TEXTAUSZUG:
####################

Mehr als 7.000 Palästinenser sollen nach Angaben des Hamas-Gesundheitsministeriums durch die israelischen Luftschläge im Gazastreifen bereits getötet worden sein - seit die Terroristen der Hamas in Israel bei einer Massaker 1.400 Menschen ermordet hatten. Zusätzlich haben die radikal-islamistischen Kämpfer mindestens 220 israelische Geiseln nach Gaza verschleppt. Die Hamas hat sich mit ihren an Zivilisten verübten Blutbädern bereits schwerster Kriegsverbbrechen schuldig gemacht.
Doch wie weit darf Israel bei seinem Ziel gehen, die Hamas auszulöschen? Darf der Bevölkerung in Gaza die Wasserversorgung, die Lieferung von Strom und Benzin abgedreht werden? Und werden Vergehen gegen Völkerrecht je geahndet? Der KURIER versucht die wichtigsten Fragen zu beantworten.
Wie weit darf Israel bei seiner legitimen Selbstverteidigung gehen?
Das Recht Israels auf Selbstverteidigung gegen einen bewaffneten Angriff - und nichts anderes war der Terror der Hamas am 7. Oktober - ist laut Artikel 51 der UN-Satzung unbestritten.
Doch auch dieses Recht wird eingegrenzt - vom humanitären Völkerrecht. Das bedeutet so viel wie, dass zwischen Zivilisten und Kämpfern, zwischen zivilen Objekten und militärischen Zielen unterschieden werden muss. Zivilisten oder zivile Objekte dürfen also nicht bewusst Ziel von Angriffen sein.
Im Gazastreifen starben bereits 5.000 Menschen, die Mehrheit davon Zivilisten. Handelt es sich dabei also um ein Kriegsverbrechen?
So grausam es ist: Das humanitäre Völkerrecht erkennt Opfer in der Zivilbevölkerung als sogenannte Kollateralschäden an. Spitäler, Schulen, Kindergärten etc dürfen natürlich nicht bombardiert werden. Doch platziert die Hamas einen Raketenwerfer auf dem Dach eines Krankenhauses oder lagert sie Waffen im Keller eines Kindergarten, handelt es sich nicht mehr um ein ziviles Objekt und darf bombardiert werden. Dennoch muss der Angriff "verhältnismäßig" sein.
10 Opfer, 100 Opfer, 1.000 Opfer - was bedeutet "verhältnismäßig" im Krieg?
Dafür gibt es keine konkrete Definition, das liegt in der Abwägung des jeweiligen Angriffsfalles bzw in der des untersuchenden Gerichts. Je nach Bedeutung des militärischen Ziels kann der Kollateralschaden sehr hoch sein.
Darf Israel den Gazastreifen von der Strom- und Wasserversorgung abschneiden?
Diese Maßnahme betrifft fast die gesamte Zivilbevölkerung in Gaza - mehr als 2 Millionen Menschen. Wird ihnen der Zugang zu Wasser, Energie, Medikamenten, Benzin und Diesel (für die Spitäler unerlässlich) verwehrt, verstößt dies gegen den Grundsatz, die Zivilbevölkerung bestmöglich zu verschonen.

####################

SCHRIFTLICHE ÜBUNG: Schreiben Sie aus dem Text über das Völkerrecht im Gazakrieg den Abschnitt ab, der mit den Worten „So grausam es“ einsetzt und mit „und Wasserversorgung abschneiden?“ schließt. Die Zeilen unten sind eigenständiges Material und gehören nicht zum Text über das Völkerrecht im Gazakrieg.

AUSZÜGE DER ZEILEN:
####################

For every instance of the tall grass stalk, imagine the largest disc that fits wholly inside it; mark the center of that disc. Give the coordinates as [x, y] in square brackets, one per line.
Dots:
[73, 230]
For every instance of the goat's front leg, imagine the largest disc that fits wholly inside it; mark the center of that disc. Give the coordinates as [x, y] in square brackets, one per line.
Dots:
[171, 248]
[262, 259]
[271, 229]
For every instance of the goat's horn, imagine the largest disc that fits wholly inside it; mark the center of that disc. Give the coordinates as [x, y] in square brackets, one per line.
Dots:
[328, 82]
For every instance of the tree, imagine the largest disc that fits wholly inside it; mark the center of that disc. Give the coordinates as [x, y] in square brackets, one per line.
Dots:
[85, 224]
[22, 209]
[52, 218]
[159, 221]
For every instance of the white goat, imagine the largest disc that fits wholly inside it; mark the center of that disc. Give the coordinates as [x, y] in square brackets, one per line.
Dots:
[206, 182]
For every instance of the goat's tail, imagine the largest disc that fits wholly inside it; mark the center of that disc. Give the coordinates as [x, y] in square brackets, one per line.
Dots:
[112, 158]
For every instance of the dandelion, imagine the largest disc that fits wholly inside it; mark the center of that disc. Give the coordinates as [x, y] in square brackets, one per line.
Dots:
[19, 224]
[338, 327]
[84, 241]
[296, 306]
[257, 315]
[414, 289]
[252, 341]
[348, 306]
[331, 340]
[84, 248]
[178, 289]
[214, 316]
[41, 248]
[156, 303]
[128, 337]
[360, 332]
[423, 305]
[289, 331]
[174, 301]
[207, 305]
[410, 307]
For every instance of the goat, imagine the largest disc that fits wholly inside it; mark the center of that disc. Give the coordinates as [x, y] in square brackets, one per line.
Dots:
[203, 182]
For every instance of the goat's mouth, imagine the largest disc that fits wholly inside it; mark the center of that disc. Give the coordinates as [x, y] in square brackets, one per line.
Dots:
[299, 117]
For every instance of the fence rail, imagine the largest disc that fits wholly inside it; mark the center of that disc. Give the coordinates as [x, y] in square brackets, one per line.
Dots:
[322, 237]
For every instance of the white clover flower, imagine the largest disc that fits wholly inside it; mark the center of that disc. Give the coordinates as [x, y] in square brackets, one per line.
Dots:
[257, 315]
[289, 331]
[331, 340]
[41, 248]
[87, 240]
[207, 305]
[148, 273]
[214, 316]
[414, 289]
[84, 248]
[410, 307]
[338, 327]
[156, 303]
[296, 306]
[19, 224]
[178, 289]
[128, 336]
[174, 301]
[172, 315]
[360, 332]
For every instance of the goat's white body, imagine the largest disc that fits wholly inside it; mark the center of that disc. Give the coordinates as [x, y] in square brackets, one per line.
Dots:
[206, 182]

####################

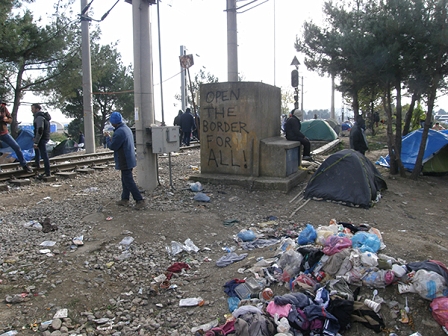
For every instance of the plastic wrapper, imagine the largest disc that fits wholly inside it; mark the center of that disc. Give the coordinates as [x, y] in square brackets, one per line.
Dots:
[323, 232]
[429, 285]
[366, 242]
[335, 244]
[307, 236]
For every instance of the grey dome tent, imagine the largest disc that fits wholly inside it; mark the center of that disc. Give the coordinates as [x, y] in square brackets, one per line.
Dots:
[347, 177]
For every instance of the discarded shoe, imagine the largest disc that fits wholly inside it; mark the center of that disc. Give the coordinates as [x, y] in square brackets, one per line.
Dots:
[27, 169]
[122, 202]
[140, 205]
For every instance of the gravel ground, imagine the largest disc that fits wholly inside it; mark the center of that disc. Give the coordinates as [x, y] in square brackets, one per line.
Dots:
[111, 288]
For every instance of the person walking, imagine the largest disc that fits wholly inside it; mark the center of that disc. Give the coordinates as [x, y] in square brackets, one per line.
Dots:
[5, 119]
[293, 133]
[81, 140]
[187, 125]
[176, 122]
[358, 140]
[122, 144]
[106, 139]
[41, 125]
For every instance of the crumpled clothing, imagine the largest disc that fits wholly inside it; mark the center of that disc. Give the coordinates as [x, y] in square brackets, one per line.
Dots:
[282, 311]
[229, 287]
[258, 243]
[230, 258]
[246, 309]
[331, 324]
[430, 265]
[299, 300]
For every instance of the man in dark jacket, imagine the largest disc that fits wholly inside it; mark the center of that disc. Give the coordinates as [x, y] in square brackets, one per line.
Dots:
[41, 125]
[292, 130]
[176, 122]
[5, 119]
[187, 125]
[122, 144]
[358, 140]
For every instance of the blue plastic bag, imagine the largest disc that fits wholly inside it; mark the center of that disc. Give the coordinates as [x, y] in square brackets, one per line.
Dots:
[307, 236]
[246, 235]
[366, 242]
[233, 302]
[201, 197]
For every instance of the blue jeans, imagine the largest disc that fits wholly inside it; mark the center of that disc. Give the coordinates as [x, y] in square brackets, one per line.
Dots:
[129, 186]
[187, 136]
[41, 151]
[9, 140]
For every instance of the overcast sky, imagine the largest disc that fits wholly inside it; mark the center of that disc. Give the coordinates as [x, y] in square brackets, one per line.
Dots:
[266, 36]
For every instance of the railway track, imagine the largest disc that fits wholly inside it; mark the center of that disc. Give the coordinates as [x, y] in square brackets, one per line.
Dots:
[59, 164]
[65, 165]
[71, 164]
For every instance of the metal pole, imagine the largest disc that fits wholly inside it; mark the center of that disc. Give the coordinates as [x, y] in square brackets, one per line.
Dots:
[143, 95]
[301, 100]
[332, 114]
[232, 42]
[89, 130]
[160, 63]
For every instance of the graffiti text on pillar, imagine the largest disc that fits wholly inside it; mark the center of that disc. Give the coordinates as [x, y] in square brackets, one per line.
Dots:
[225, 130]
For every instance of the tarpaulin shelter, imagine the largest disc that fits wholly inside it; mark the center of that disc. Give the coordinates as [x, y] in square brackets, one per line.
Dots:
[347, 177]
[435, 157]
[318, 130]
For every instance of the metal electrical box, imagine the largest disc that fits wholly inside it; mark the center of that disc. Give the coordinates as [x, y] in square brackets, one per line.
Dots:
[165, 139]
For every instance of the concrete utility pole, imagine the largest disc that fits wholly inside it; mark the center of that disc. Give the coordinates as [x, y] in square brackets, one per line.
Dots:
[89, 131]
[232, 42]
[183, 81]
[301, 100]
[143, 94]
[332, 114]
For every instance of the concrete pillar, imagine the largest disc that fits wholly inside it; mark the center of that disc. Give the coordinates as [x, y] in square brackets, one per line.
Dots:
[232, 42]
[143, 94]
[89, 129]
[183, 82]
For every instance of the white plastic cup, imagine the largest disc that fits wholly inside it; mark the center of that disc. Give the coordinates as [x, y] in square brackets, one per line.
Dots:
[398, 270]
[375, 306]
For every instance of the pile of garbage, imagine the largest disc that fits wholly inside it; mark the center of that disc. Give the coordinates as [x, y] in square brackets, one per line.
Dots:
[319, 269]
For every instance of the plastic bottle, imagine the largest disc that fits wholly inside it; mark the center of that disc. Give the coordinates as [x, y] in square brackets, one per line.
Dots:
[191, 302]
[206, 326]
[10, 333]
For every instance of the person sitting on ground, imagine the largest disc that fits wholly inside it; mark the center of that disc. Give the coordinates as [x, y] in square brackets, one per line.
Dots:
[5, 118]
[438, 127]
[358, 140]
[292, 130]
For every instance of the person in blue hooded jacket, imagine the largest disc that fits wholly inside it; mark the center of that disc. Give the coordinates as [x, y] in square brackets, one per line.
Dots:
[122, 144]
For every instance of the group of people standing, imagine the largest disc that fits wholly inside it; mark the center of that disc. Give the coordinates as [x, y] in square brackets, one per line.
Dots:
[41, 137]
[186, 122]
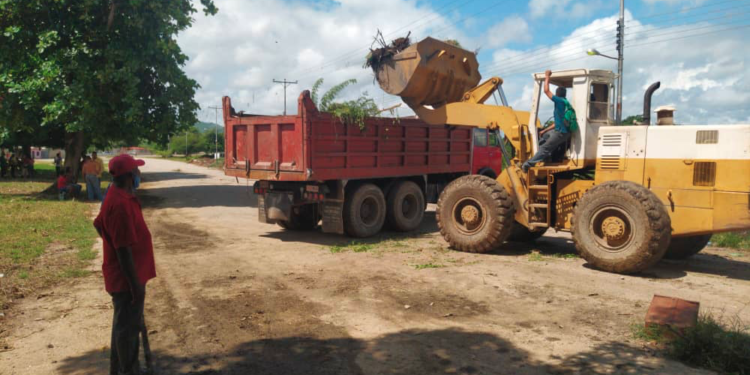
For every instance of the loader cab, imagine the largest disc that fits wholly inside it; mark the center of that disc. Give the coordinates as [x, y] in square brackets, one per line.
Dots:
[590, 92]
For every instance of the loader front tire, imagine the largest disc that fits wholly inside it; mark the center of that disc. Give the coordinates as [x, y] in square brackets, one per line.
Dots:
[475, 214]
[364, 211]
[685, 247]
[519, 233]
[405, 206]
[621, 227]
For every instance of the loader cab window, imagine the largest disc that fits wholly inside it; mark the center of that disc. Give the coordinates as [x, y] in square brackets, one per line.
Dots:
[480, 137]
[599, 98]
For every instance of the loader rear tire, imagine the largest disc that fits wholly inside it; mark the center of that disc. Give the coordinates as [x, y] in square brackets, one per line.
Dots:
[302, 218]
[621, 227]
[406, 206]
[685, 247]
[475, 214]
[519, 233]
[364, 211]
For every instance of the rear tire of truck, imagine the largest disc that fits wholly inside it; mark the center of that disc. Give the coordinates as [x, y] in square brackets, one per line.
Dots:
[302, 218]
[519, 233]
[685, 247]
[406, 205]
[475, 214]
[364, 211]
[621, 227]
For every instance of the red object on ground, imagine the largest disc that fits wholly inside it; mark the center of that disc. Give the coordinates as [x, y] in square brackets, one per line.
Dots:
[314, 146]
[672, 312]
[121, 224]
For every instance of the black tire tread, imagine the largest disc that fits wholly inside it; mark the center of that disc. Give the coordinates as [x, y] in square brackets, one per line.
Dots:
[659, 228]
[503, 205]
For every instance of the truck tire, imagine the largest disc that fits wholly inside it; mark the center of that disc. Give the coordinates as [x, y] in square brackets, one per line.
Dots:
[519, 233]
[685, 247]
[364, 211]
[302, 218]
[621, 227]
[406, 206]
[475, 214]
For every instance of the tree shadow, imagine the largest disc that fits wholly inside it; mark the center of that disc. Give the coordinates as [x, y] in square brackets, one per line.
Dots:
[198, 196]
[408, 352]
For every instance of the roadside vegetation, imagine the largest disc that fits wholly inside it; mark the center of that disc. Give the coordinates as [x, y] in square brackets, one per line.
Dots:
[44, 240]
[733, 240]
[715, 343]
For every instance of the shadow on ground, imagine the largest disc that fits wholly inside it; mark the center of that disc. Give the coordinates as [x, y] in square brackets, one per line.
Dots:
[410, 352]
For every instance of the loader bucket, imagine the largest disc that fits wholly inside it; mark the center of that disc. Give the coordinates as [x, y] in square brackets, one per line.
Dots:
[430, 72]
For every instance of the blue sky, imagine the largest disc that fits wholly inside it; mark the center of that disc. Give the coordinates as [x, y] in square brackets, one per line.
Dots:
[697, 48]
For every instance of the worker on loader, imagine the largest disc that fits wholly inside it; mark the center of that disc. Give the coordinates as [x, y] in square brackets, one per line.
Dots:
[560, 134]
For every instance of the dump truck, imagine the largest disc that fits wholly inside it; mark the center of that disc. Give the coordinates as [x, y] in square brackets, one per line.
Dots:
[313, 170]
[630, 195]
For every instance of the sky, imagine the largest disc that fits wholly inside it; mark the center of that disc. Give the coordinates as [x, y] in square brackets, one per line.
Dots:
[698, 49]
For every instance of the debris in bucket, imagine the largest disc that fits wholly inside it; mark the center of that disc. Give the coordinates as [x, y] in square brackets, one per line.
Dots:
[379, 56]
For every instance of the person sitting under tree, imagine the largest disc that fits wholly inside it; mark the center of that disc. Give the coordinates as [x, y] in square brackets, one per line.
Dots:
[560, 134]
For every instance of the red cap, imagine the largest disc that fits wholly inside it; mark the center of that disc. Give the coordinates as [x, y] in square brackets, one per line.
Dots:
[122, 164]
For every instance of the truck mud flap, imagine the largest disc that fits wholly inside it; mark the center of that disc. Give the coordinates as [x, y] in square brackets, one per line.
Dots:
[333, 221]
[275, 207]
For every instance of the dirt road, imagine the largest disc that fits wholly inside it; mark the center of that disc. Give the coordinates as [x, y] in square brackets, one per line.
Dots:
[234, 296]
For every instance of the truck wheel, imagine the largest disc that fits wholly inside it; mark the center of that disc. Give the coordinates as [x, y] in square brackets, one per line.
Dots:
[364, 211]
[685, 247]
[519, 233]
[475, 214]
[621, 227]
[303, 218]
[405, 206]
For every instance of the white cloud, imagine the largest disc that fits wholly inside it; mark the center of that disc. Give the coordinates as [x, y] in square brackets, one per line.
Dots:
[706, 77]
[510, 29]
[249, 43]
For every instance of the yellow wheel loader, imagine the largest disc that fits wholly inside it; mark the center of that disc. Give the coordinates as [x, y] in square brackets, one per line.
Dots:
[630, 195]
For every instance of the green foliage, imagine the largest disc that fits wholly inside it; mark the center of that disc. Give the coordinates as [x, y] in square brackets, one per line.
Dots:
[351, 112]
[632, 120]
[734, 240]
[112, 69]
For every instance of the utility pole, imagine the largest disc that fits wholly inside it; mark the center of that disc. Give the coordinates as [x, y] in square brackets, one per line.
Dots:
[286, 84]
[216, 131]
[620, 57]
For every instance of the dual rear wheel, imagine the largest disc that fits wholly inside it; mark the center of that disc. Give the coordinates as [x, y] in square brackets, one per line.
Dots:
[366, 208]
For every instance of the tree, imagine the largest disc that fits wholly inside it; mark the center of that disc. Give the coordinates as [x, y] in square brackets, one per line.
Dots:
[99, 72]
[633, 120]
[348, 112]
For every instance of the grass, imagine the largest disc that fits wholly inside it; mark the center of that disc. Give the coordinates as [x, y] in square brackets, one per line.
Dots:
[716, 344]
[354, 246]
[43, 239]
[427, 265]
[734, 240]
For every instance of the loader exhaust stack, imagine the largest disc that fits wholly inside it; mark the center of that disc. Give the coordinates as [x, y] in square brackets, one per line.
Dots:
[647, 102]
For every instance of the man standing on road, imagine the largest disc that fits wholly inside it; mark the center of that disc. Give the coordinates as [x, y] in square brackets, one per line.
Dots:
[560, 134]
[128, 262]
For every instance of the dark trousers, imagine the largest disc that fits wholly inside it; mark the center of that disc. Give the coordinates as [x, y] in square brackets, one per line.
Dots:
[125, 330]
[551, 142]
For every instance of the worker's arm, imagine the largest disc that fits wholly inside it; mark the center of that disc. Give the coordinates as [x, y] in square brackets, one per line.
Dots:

####################

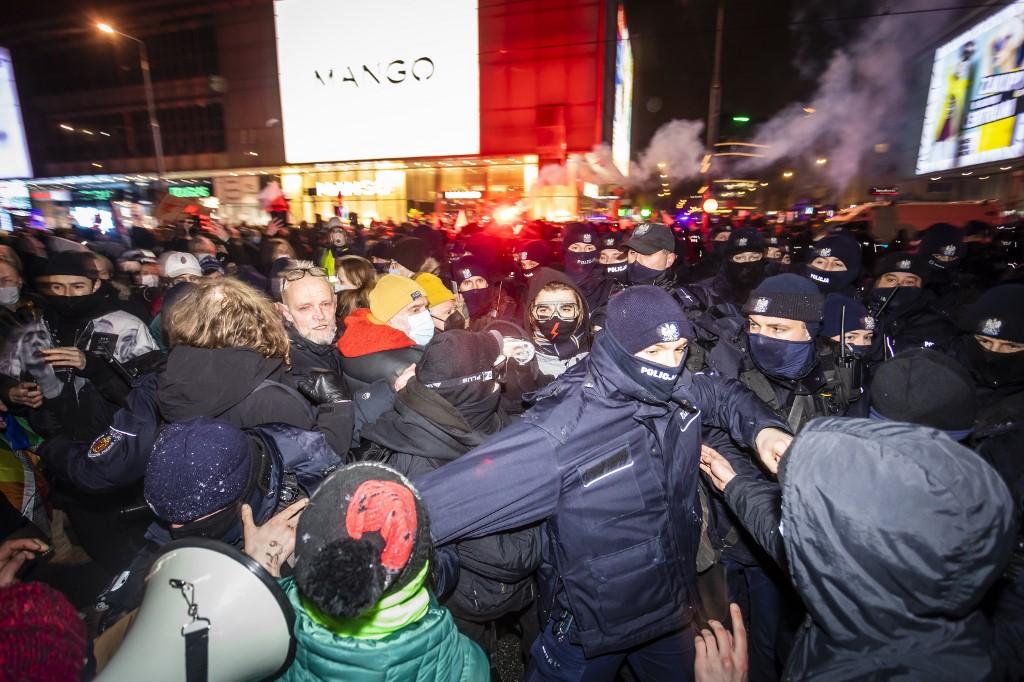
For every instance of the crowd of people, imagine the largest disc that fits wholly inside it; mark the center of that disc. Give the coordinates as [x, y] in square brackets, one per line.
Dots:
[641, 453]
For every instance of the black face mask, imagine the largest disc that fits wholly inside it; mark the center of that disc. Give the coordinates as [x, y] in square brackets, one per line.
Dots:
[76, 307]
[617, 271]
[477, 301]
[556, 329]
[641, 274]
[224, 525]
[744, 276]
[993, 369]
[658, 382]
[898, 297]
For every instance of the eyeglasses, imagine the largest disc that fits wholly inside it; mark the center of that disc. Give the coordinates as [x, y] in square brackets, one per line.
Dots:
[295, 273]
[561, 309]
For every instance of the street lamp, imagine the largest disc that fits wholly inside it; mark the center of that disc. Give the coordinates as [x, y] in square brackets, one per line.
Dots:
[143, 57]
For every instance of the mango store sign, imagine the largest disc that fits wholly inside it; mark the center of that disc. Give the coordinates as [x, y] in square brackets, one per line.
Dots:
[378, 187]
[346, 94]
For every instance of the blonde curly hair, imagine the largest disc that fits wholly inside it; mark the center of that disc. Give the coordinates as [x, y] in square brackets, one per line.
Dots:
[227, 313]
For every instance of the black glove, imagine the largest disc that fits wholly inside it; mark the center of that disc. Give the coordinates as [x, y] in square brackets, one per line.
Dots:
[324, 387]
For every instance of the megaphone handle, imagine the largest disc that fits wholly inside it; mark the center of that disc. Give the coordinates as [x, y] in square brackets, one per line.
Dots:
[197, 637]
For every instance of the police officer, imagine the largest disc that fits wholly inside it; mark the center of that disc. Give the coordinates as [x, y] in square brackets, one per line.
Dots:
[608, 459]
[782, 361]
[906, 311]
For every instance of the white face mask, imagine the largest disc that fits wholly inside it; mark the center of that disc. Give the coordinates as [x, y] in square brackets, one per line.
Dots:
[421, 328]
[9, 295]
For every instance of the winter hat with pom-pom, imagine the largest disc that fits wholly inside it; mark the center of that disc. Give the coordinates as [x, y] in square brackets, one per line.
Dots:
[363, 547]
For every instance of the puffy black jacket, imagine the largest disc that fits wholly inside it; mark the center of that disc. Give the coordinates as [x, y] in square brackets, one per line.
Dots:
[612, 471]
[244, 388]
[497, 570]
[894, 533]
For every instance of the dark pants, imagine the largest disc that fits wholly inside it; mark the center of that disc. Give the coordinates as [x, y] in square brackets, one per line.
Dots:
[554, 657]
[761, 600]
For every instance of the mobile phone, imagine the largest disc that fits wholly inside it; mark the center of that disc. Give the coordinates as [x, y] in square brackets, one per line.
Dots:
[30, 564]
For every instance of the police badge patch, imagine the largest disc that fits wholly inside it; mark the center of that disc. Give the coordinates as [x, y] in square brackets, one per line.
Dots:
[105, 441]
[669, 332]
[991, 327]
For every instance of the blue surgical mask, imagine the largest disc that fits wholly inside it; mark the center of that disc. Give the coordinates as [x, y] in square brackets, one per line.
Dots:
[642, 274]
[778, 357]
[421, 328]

####################

ERGEBNIS DER ÜBUNG:
So grausam es ist: Das humanitäre Völkerrecht erkennt Opfer in der Zivilbevölkerung als sogenannte Kollateralschäden an. Spitäler, Schulen, Kindergärten etc dürfen natürlich nicht bombardiert werden. Doch platziert die Hamas einen Raketenwerfer auf dem Dach eines Krankenhauses oder lagert sie Waffen im Keller eines Kindergarten, handelt es sich nicht mehr um ein ziviles Objekt und darf bombardiert werden. Dennoch muss der Angriff "verhältnismäßig" sein.
10 Opfer, 100 Opfer, 1.000 Opfer - was bedeutet "verhältnismäßig" im Krieg?
Dafür gibt es keine konkrete Definition, das liegt in der Abwägung des jeweiligen Angriffsfalles bzw in der des untersuchenden Gerichts. Je nach Bedeutung des militärischen Ziels kann der Kollateralschaden sehr hoch sein.
Darf Israel den Gazastreifen von der Strom- und Wasserversorgung abschneiden?